In Maryland, the Dems were shrewd enough to pass a law with a standard that Wal-Mart was pretty much already meeting.

The law in Maryland requires that Wal-Mart spend 8% of its payroll on health care. Prior to the law, Wal-Mart was spending over 7% of payroll on health care. Thus, the increased spending mandated by law was trivial, representing a small fraction of one percent of its sales in Maryland. Raise the price of that $10.97 item to $10.99, and they're done.

Or worse, permit wages to fall from an average, in Maryland, from $10.60 to perhaps $10.40, divert the savings to health insurance costs, and there you have it! I can't say that this has been Wal-Mart's intention, but I noticed that the average hourly wage paid in Maryland by Wal-Mart did actually decline a little bit from before the law was passed till the time after the law was passed.

Provided information:
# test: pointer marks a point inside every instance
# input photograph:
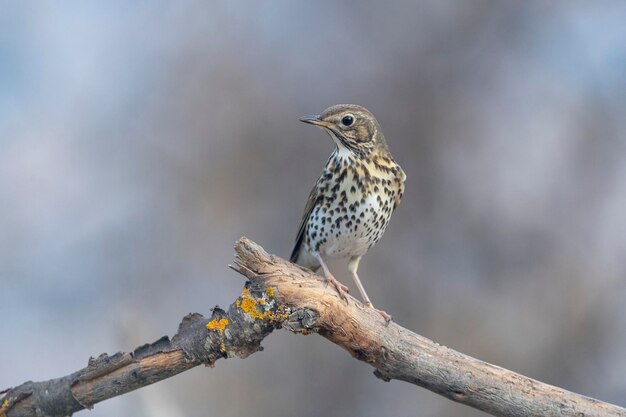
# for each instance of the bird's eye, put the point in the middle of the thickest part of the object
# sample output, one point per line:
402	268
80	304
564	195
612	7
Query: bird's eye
347	120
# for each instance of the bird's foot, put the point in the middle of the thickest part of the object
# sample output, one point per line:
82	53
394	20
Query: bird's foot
342	290
385	316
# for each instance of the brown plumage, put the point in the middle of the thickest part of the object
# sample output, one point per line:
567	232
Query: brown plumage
351	203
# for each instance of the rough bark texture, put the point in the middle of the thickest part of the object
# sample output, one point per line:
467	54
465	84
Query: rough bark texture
281	294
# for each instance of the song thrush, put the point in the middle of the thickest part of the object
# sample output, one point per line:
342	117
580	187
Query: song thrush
352	201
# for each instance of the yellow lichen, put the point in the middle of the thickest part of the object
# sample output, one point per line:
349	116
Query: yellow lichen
217	325
261	308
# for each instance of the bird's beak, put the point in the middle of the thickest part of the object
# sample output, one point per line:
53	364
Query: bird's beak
314	119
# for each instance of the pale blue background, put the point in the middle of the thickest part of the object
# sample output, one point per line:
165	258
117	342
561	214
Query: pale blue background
139	140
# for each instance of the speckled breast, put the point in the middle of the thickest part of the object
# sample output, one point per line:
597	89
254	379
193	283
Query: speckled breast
353	210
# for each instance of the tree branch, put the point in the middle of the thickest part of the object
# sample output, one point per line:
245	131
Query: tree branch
281	294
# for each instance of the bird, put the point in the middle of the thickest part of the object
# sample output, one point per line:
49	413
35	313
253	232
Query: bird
352	201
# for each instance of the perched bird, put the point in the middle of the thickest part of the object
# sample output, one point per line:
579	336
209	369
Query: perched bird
352	201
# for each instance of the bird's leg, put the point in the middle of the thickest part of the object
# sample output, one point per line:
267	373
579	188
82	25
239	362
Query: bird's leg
353	265
330	279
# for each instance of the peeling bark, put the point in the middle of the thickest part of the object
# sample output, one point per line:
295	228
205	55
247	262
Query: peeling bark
281	294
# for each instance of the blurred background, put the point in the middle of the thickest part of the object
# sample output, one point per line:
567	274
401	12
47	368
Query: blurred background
139	140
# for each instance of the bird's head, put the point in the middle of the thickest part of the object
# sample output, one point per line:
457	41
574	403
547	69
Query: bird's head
351	127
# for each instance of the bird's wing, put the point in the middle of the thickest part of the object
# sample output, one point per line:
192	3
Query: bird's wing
310	204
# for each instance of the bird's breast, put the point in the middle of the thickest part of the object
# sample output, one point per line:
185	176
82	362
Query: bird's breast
353	209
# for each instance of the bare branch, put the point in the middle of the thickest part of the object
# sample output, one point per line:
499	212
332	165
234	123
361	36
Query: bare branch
281	294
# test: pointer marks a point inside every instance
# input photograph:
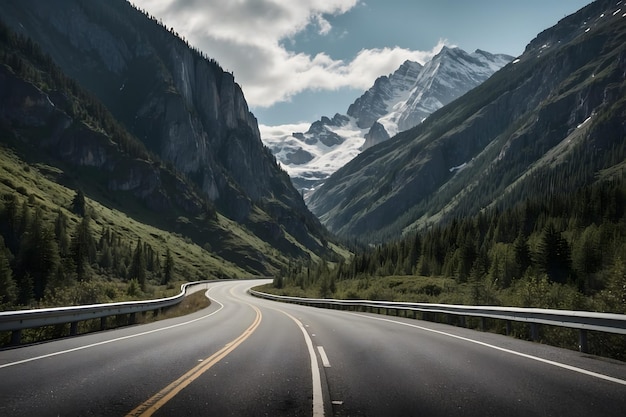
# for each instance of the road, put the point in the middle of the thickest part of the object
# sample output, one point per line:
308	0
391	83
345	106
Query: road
245	356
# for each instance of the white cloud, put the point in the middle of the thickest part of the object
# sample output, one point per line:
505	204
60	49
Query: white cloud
246	37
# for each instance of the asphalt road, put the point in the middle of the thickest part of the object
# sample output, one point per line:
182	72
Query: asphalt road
245	356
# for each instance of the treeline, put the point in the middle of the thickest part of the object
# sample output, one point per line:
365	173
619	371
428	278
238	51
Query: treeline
569	240
42	260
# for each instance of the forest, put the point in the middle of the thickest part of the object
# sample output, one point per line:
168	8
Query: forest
565	250
48	262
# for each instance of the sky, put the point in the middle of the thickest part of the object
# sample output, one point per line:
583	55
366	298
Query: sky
298	60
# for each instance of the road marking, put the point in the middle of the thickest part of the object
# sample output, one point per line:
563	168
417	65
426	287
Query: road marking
162	397
105	342
318	400
325	361
524	355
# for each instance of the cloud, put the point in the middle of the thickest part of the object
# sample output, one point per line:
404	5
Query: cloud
247	37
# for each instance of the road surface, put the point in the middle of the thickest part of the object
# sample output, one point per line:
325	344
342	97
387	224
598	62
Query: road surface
245	356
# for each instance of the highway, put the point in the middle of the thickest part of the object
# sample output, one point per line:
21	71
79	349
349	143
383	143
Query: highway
245	356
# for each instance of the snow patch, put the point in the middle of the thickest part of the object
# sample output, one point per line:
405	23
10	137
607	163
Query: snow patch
583	123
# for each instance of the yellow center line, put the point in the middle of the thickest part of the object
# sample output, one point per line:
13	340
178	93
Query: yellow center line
157	401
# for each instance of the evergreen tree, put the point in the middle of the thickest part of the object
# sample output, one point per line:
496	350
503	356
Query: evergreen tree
138	266
168	268
522	253
83	248
554	256
8	287
38	256
61	234
78	203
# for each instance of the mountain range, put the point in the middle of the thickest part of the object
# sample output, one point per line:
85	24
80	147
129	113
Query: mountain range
394	103
552	119
179	139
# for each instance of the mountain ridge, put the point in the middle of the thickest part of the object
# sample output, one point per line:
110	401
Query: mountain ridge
183	107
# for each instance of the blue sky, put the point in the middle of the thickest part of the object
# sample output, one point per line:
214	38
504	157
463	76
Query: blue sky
299	60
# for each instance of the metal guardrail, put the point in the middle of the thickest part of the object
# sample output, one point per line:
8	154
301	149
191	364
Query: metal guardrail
581	320
17	320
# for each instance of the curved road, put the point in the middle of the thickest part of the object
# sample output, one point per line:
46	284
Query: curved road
245	356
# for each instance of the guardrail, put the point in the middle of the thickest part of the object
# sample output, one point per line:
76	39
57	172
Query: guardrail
17	320
581	320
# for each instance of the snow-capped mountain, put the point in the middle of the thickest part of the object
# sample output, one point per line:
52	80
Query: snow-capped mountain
396	102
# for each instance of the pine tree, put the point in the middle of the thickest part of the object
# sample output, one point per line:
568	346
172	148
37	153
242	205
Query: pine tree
38	256
60	233
554	256
82	248
78	203
8	287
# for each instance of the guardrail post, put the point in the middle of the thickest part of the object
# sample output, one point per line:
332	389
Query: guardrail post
534	331
16	337
582	341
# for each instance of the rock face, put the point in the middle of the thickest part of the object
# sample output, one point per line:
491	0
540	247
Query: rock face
553	117
181	104
24	107
394	103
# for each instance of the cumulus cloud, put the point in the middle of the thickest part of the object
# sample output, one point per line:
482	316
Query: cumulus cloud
247	37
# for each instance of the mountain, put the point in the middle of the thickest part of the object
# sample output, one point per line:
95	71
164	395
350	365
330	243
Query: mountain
394	103
551	119
190	116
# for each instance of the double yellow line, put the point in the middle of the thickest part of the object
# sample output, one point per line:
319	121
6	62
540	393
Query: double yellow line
157	401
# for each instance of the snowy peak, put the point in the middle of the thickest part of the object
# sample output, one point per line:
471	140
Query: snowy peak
387	90
449	75
396	102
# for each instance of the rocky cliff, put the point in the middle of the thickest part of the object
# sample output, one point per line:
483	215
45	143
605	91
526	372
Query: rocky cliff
180	103
551	118
395	102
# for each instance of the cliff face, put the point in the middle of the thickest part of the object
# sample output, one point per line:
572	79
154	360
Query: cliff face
181	104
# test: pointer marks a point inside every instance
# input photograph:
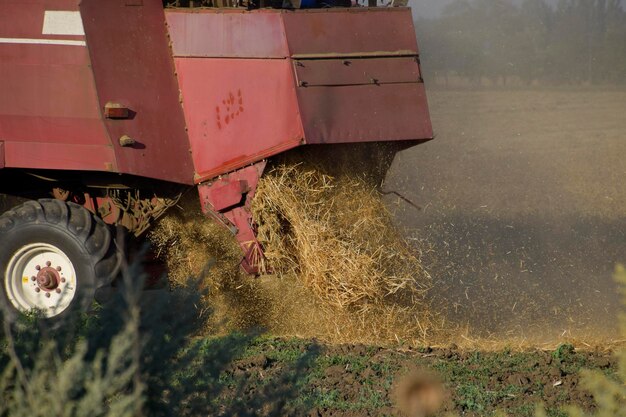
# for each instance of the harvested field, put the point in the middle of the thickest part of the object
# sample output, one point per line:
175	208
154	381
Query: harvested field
524	201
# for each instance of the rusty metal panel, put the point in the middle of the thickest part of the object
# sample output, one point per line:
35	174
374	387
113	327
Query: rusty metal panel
60	156
365	113
48	92
226	33
354	31
238	111
133	66
312	72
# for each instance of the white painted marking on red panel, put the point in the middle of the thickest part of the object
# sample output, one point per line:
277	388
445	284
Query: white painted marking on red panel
62	23
43	41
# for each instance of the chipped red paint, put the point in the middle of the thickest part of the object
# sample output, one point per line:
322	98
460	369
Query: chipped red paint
132	66
202	96
229	200
267	123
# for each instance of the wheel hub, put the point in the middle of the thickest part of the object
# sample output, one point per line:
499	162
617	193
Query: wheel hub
48	279
40	276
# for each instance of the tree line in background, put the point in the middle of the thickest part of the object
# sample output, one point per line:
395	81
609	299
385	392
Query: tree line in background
500	42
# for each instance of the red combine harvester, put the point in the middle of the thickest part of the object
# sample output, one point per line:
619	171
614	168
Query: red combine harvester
110	109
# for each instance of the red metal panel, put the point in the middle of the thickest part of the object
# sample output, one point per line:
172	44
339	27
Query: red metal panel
59	156
238	111
311	72
365	113
48	92
227	33
133	66
350	31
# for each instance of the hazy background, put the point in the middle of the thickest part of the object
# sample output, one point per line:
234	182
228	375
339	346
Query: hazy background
522	194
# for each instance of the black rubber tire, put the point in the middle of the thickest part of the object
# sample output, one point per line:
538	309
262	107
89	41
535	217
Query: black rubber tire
84	238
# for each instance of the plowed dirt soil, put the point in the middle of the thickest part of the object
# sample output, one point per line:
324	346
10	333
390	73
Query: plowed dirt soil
523	199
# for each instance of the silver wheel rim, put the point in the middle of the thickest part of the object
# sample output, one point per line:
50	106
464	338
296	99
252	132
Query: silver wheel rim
39	276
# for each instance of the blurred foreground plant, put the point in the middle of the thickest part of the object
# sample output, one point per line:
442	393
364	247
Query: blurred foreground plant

The problem: Continue the passage about Maryland's Wal-Mart health care law, starting right after its final sentence.

The result:
However, the Chicago legislation mandates that Wal-Mart raise its minimum starting pay from $7.25 to $10 per hour. In that average pay in these stores is only $10.99 per hour, the net effect would be to bump the entire pay scale up by a couple of bucks per hour. That's not an increase in payroll costs of a fraction of one percent, but rather an increase likely of around 20%. Combined with the mandated $3 per hour in benefits, and suddenly, Wal-Mart has just seen the government of Chicago destroy its business plan in the city.

As well, Wal-Mart isn't speaking about breaking leases and stuff. Wal-Mart's threat is:

"Wal-Mart has threatened to cancel plans to build as many as 20 Chicago stores over the next five years if retailers are required to pay employees at least $10 an hour and $3 in benefits by July 1, 2010."

They'll just spend their finite development capital elsewhere.

Finally, even in Maryland, the extremely small burden the legislature put on Wal-Mart has had consequences. For the sake of less than a penny on the dollar of payroll, Wal-Mart has more or less decided not to locate a major distribution center on the Eastern Shore in Maryland. That center, with hundreds of jobs, along with its payroll taxes and other benefits to the government, will now likely be located in Delaware, or perhaps Virginia.


sitetest


106 posted on 07/14/2006 7:17:33 AM PDT by sitetest (If Roe is not overturned, no unborn child will ever be protected in law.)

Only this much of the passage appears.